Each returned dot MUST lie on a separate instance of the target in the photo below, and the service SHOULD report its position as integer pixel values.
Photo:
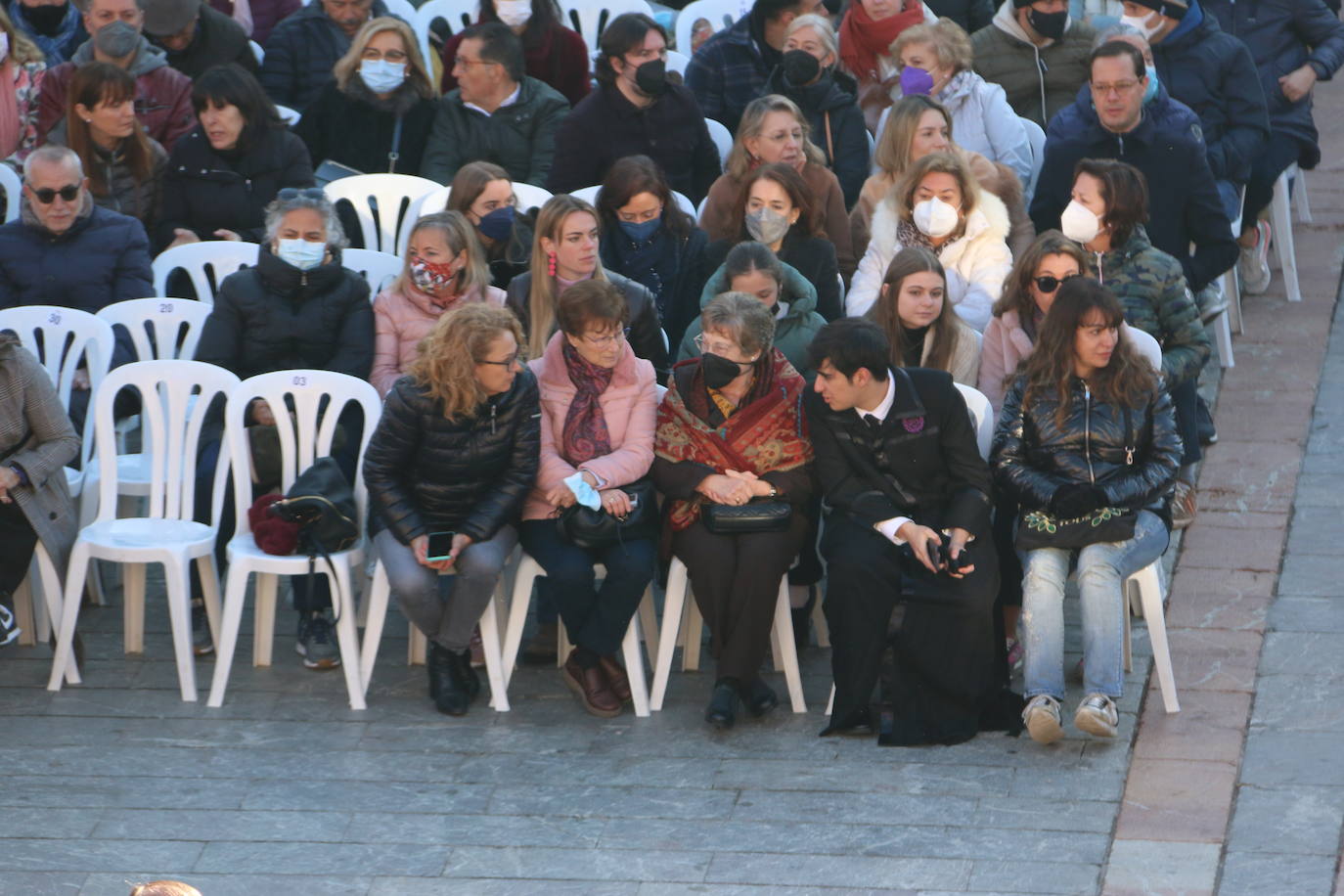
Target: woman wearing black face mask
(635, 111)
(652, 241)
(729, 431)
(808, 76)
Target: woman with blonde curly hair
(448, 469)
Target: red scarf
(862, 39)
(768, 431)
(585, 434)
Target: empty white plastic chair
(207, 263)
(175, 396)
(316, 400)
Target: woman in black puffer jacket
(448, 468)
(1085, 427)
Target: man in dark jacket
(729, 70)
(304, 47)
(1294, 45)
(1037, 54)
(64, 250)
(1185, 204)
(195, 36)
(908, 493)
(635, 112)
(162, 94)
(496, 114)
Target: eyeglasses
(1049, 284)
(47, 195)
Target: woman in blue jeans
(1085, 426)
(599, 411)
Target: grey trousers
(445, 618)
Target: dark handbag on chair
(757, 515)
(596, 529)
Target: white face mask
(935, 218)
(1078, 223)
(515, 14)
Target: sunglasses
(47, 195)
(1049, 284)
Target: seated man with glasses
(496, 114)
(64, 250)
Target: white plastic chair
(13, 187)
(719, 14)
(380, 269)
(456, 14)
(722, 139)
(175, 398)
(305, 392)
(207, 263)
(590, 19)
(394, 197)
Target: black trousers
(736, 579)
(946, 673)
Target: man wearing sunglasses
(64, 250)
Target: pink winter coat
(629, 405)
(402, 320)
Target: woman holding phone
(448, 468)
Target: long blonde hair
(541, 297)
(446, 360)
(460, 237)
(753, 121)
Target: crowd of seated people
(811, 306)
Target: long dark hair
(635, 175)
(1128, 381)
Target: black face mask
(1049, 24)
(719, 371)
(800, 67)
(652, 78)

> _Exercise description_: Rewrite the rows above, replacing every "face mask" with "mask" and keeping everything else the same. Leave the pictures out.

> _Solved exercise_:
Each returned dot MUST lie on a separate instance of the target in the photo below, and the service SHOULD report its position as integer pixel values.
Photo:
Target: woman wearing black mask
(635, 111)
(652, 241)
(729, 431)
(808, 76)
Target: woman with blonde curly hair
(448, 469)
Target: red scarf
(862, 39)
(768, 431)
(585, 434)
Target: empty white plastic chair
(207, 263)
(175, 396)
(316, 400)
Target: woman in black puffer jacket
(448, 468)
(1085, 427)
Target: man in dark jacket
(729, 70)
(304, 47)
(1294, 45)
(1037, 54)
(64, 250)
(1185, 204)
(195, 36)
(908, 493)
(635, 112)
(162, 94)
(496, 114)
Target: eyeglasses
(1049, 284)
(47, 195)
Target: woman in blue jeans
(1085, 426)
(599, 411)
Target: grey trousers
(445, 618)
Target: dark handbag on chair
(757, 515)
(596, 529)
Target: white mask
(935, 218)
(1078, 223)
(515, 14)
Target: sunglasses
(47, 195)
(1049, 284)
Target: seated man with glasses
(496, 114)
(64, 250)
Target: white plastic chair
(13, 187)
(719, 14)
(380, 269)
(456, 14)
(722, 139)
(175, 398)
(305, 392)
(207, 263)
(590, 19)
(394, 197)
Target: black trousers
(736, 579)
(946, 673)
Target: man wearing sunglasses
(64, 250)
Target: pink winter coat
(629, 405)
(402, 320)
Target: woman holding phone
(448, 468)
Target: long blonde hair
(541, 297)
(446, 360)
(460, 237)
(753, 121)
Target: crowd of seated people
(811, 306)
Target: long dark hair
(635, 175)
(1128, 381)
Target: black mask
(1049, 24)
(719, 371)
(800, 67)
(652, 78)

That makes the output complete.